Trees look ready for fall in Alberta. Find out why


Caroline Floyd
Meteorologist

Friday, July 15, 2016, 12:01 PM -

Trees in Alberta can't seem to get a break, as severe drought conditions have leaves turning yellow and brittle limbs snapping off.

Poplar, ash, and elm trees across Calgary are starting to look decidedly fall-like, despite the calendar. Speaking to CBC News, Jeannette Wheeler, an urban forest supervisor for several Alberta cities, blamed the ongoing drought conditions.

Much of southern Alberta has been experiencing moderate drought since late 2014, with severe drought conditions spreading this year.


Map courtesy Agriculture and Agri-Food Canada.

It seems odd to blame drought, considering the recent heavy rainfall Calgary and environs has received, but little of the rain has managed to soak into the parched ground.

**Data section:**
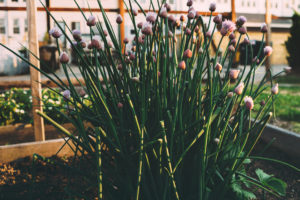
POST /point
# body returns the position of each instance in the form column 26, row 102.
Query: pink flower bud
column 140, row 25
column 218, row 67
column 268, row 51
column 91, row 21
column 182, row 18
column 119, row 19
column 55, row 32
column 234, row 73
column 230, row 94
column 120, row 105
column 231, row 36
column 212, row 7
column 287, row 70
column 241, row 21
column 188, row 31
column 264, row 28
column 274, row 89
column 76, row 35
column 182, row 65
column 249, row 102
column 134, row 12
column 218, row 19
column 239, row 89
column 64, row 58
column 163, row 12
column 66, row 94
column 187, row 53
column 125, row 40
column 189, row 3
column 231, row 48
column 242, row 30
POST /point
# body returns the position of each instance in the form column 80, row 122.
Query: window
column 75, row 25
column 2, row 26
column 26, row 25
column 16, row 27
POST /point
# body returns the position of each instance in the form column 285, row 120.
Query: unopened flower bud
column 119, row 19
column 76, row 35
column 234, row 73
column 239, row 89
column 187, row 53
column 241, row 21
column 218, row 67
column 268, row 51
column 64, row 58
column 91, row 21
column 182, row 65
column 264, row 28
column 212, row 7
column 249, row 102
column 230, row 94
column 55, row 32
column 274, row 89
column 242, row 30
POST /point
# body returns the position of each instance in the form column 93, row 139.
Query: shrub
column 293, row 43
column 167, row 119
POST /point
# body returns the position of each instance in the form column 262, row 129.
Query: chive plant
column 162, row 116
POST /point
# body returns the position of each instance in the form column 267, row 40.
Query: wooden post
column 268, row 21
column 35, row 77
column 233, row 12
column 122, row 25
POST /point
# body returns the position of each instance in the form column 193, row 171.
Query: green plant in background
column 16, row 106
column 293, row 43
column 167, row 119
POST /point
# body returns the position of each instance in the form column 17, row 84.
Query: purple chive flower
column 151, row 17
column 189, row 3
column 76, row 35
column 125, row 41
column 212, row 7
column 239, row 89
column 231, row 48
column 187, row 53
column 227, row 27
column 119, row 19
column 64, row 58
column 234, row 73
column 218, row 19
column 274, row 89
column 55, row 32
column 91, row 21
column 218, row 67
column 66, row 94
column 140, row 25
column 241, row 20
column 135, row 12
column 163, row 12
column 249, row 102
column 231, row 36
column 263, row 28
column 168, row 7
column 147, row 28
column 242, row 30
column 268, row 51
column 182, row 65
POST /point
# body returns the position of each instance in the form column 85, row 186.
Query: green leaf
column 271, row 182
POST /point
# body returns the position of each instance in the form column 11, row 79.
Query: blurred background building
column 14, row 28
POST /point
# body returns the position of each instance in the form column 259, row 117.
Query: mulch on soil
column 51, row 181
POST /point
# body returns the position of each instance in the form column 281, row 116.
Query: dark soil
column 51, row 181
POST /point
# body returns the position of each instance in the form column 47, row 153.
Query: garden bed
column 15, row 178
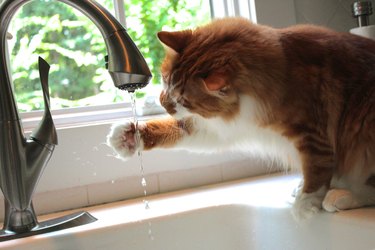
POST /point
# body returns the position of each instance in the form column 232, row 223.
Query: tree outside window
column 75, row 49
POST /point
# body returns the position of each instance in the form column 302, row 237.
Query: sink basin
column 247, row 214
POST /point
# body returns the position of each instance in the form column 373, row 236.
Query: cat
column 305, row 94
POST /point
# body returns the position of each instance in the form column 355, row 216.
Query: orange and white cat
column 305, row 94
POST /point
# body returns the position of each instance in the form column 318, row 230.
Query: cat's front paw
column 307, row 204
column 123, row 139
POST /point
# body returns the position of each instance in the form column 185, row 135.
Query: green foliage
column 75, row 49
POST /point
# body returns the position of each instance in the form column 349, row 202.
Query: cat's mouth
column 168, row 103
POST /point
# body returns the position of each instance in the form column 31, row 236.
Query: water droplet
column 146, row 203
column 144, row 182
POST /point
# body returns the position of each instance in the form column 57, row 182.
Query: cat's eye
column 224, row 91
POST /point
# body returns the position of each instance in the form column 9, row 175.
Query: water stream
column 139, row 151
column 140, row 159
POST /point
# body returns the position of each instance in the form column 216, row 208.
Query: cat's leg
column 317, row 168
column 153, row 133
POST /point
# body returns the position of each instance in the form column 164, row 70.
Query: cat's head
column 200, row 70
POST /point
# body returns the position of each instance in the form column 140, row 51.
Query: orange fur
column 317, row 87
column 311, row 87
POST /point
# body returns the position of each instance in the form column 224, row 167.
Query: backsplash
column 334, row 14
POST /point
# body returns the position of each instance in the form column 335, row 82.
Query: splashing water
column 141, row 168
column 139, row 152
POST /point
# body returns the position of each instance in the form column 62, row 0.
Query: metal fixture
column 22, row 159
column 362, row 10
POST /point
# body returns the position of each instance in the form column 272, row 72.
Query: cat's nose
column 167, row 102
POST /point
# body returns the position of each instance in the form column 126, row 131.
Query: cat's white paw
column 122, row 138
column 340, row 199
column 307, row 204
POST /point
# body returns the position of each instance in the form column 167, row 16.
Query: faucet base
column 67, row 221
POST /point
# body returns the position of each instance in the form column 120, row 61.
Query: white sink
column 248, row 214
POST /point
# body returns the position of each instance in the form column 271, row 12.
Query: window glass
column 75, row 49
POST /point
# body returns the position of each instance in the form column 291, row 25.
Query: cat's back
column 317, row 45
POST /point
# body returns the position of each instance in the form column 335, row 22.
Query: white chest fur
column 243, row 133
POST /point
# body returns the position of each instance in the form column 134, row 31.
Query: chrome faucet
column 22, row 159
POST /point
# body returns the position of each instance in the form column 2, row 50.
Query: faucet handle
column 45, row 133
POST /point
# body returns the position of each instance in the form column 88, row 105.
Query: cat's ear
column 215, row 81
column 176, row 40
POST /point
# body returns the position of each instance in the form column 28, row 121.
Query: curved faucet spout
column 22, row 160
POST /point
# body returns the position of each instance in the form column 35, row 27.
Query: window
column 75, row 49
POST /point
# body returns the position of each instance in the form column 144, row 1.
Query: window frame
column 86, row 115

**Problem statement:**
Resume the article on drought-stressed trees in Alberta from after its last sentence.

**Reply:**
"It's just been running off," Wheeler told CBC News. "If you were to dig into some of those areas where you were seeing some of these trees that are turning yellow already, you would find there is no moisture in the ground."

While heavy rainfall is again expected through Saturday across the region, it may not be of much help to trees that have already turned. "They're saying 'Hey we're in drought condition'," Wheeler said to CBC, "We're going to shut down and hopefully start again next year."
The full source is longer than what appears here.